### SUPPLIED PASSAGE

__________________________________________________

Guilt, desire, and the mercy of God
Friends, I am glad to be with you tonight as we observe Ash Wednesday and enter the Lenten season. In this time of political turmoil, it is especially precious to step into a season that invites reflection, repentance, and the recognition that we depend on the mercy of God.
Tonight’s reading from the prophet Isaiah makes it abundantly clear that living in alignment with God’s purposes is crucial not only for us as individuals but also for how we live together in society. The passage resounds with moral clarity: a nation may pretend to practice righteousness; it may claim to be drawing close to God; it may try to cloak its acts of injustice under the mantle of religion, but if people are in fact serving only their own interests, if the economic system is unjust and oppressive, if people refuse to share food with the hungry or provide shelter for the unhoused, then society has lost its moral compass and is rebelling against God. By contrast, in a society marked by justice and by the readiness to satisfy the needs of those in need, then – oh, what beautiful words! – “your light shall break forth like the dawn, and your healing shall spring up quickly… [Y]ou shall be like a watered garden, like a spring of water, whose waters never fail… Your ancient ruins shall be rebuilt… [You] shall be called the repairer of the breach, the restorer of streets to live in” (Isaiah 58:8a, 11b, 12b).

__________________________________________________

### WHAT IS ASKED
**1.** According to the Ash Wednesday sermon, what three things does the Lenten season invite?
**2.** Duplicate the Ash Wednesday sermon from "Guilt, desire, and" up to and including "mercy of God.".

### STORED DATA

__________________________________________________

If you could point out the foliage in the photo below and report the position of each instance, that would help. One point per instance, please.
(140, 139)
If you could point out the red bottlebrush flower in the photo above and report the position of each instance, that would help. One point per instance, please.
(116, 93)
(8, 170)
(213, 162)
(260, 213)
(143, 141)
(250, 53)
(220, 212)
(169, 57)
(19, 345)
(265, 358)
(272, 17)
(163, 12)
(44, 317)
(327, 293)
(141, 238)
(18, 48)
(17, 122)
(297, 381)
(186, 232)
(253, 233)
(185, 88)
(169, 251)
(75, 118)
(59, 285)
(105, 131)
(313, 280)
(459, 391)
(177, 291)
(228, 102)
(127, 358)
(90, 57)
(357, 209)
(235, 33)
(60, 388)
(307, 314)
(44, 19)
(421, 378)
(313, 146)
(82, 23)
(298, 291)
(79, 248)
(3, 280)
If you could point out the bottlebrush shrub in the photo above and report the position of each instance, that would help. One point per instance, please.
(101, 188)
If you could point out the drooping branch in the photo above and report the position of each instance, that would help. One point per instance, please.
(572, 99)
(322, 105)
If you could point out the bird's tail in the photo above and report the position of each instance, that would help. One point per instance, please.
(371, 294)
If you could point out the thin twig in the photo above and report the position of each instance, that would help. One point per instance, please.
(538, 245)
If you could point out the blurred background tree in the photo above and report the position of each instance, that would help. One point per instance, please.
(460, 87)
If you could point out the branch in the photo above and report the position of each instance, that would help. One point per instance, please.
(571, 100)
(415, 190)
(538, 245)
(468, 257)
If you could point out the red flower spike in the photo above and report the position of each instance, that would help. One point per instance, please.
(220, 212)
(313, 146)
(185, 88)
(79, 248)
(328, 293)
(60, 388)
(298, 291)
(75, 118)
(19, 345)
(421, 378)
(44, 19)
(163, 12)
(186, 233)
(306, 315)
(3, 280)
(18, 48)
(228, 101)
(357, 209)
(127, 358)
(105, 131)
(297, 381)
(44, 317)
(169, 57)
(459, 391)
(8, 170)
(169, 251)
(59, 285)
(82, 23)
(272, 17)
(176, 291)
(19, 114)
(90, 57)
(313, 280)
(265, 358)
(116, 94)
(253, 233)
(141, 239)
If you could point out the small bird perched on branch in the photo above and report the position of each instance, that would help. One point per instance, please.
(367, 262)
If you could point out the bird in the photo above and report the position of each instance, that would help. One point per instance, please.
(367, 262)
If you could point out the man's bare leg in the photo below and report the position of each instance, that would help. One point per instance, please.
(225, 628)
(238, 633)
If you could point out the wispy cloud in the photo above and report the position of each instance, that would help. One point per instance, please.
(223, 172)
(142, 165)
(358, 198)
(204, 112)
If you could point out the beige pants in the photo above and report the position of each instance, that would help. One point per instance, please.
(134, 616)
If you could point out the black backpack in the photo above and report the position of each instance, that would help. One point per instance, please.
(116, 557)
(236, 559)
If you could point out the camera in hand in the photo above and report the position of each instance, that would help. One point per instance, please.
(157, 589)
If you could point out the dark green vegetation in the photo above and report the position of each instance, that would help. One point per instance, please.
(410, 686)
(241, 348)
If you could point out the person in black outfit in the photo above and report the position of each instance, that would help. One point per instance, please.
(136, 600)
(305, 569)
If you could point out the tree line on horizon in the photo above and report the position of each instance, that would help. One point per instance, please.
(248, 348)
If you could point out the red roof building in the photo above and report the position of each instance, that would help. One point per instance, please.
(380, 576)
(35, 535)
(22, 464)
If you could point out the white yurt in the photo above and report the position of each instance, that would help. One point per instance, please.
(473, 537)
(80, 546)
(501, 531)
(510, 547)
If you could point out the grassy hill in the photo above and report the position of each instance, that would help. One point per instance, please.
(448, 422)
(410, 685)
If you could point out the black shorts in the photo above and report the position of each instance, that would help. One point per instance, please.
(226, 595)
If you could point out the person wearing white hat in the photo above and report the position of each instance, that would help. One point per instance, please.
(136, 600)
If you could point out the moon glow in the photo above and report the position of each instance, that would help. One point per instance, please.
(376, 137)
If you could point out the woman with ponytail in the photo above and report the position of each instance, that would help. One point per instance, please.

__________________________________________________

### RESPONSES IN ORDER
**1.** Reflection, repentance, and the recognition that we depend on the mercy of God.

**2.**
Guilt, desire, and the mercy of God
Friends, I am glad to be with you tonight as we observe Ash Wednesday and enter the Lenten season. In this time of political turmoil, it is especially precious to step into a season that invites reflection, repentance, and the recognition that we depend on the mercy of God.